### Task to complete
Please reproduce the stretch of the records from the line containing "Provide the segmentation of every instance of the white gate." through the end of the records, both ends included and requests included, shifting every polygon coordinate in the answers up by 55. Leave the pictures out of your answer.

(Records from a dataset)
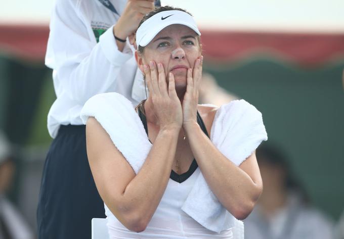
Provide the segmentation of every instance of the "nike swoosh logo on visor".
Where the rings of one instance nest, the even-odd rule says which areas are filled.
[[[169,16],[167,16],[166,17],[161,17],[161,20],[165,20],[165,19],[166,19],[167,18],[168,18],[168,17],[170,17],[171,16],[172,16],[173,15],[173,14],[170,15],[169,15]]]

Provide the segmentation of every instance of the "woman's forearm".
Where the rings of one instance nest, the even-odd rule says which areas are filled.
[[[197,123],[184,127],[190,147],[204,178],[221,204],[238,219],[246,217],[262,191],[244,170],[224,156]]]
[[[169,178],[179,133],[175,129],[159,132],[142,168],[123,192],[120,214],[137,219],[134,224],[141,228],[134,230],[144,229],[160,203]]]

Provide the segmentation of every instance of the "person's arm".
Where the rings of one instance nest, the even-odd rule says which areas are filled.
[[[263,190],[258,164],[253,153],[239,167],[223,155],[203,132],[196,121],[198,88],[203,58],[188,72],[187,90],[183,102],[183,127],[200,169],[212,192],[225,208],[239,219],[253,209]],[[209,118],[213,119],[215,111]]]
[[[263,189],[255,153],[238,167],[221,154],[197,123],[184,128],[194,156],[211,191],[236,218],[245,218]]]
[[[99,194],[122,224],[137,232],[145,229],[166,188],[183,120],[173,76],[170,75],[167,89],[162,66],[157,69],[152,63],[150,67],[145,66],[153,99],[150,104],[159,130],[138,173],[135,175],[95,118],[90,118],[86,126],[88,156]]]
[[[142,168],[135,173],[94,118],[86,126],[87,154],[97,188],[116,217],[129,230],[144,230],[166,188],[179,129],[160,130]]]
[[[83,105],[91,97],[107,92],[115,84],[122,67],[133,54],[127,41],[123,43],[115,39],[113,26],[97,43],[95,37],[90,37],[93,30],[87,16],[72,3],[61,0],[56,3],[46,64],[54,70],[55,77],[58,79],[56,90],[67,92],[71,99]],[[136,70],[133,66],[132,76]]]

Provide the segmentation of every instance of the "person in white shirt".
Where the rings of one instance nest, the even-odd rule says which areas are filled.
[[[56,1],[46,56],[57,97],[48,117],[54,139],[39,197],[39,238],[91,238],[92,218],[105,217],[88,162],[80,111],[99,93],[117,92],[134,104],[144,99],[130,39],[154,8],[154,0]]]
[[[245,239],[333,239],[333,223],[308,203],[282,151],[262,144],[256,155],[264,189],[244,220]]]
[[[232,238],[230,222],[245,218],[262,192],[254,153],[267,139],[262,115],[243,100],[198,105],[200,35],[185,10],[153,10],[136,33],[147,100],[136,112],[120,95],[100,94],[81,111],[111,238]],[[225,217],[205,216],[218,211]]]

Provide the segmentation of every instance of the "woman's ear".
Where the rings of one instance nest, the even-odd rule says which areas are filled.
[[[135,60],[136,60],[139,69],[143,73],[143,60],[137,51],[135,51]]]

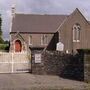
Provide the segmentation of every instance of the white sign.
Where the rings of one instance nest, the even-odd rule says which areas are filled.
[[[35,63],[41,63],[41,54],[35,54]]]
[[[57,46],[56,46],[56,50],[57,51],[63,51],[64,50],[64,44],[61,42],[58,42]]]

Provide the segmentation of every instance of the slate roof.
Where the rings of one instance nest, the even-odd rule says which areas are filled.
[[[55,33],[67,15],[15,14],[11,32]]]

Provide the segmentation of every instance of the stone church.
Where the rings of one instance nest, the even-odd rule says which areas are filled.
[[[19,14],[12,8],[10,52],[56,50],[63,44],[67,53],[90,48],[90,22],[79,9],[70,15]]]

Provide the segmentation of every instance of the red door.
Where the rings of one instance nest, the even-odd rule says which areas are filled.
[[[15,41],[15,52],[21,52],[22,50],[22,45],[20,40]]]

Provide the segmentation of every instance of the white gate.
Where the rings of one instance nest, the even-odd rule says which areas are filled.
[[[0,53],[0,73],[20,73],[31,70],[27,53]]]

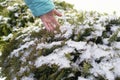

### Result of this exercise
Provide the segmentation of every instance of the white gate.
Where the rings of one instance nest, the even-odd rule says which areas are filled.
[[[55,108],[55,128],[75,128],[86,125],[82,108]]]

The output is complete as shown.